Data listing
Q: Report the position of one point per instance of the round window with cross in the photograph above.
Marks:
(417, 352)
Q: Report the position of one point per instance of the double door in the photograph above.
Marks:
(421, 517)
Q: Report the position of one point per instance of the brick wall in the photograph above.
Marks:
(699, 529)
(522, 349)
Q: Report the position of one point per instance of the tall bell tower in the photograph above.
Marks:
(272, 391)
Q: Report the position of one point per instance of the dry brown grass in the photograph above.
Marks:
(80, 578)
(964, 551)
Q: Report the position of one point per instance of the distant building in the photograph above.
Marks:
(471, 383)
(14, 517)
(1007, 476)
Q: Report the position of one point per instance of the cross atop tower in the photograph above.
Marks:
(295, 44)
==
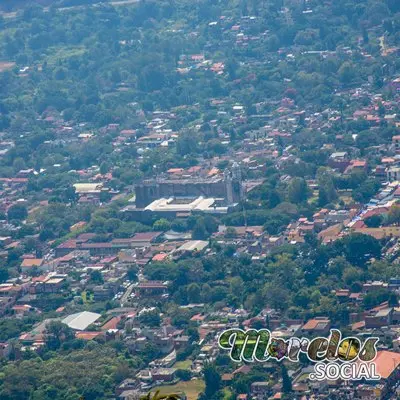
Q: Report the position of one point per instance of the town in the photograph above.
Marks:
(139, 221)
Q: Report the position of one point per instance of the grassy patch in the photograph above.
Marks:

EXERCISE BRIEF: Report each line in the records that contains the word "cross", copying every such line in full.

FINISHED EXERCISE:
Q: Report the position of one point per instance of the round window with cross in the photograph above.
Q: Report the position of one point per instance of the cross atop tower in the photograph above.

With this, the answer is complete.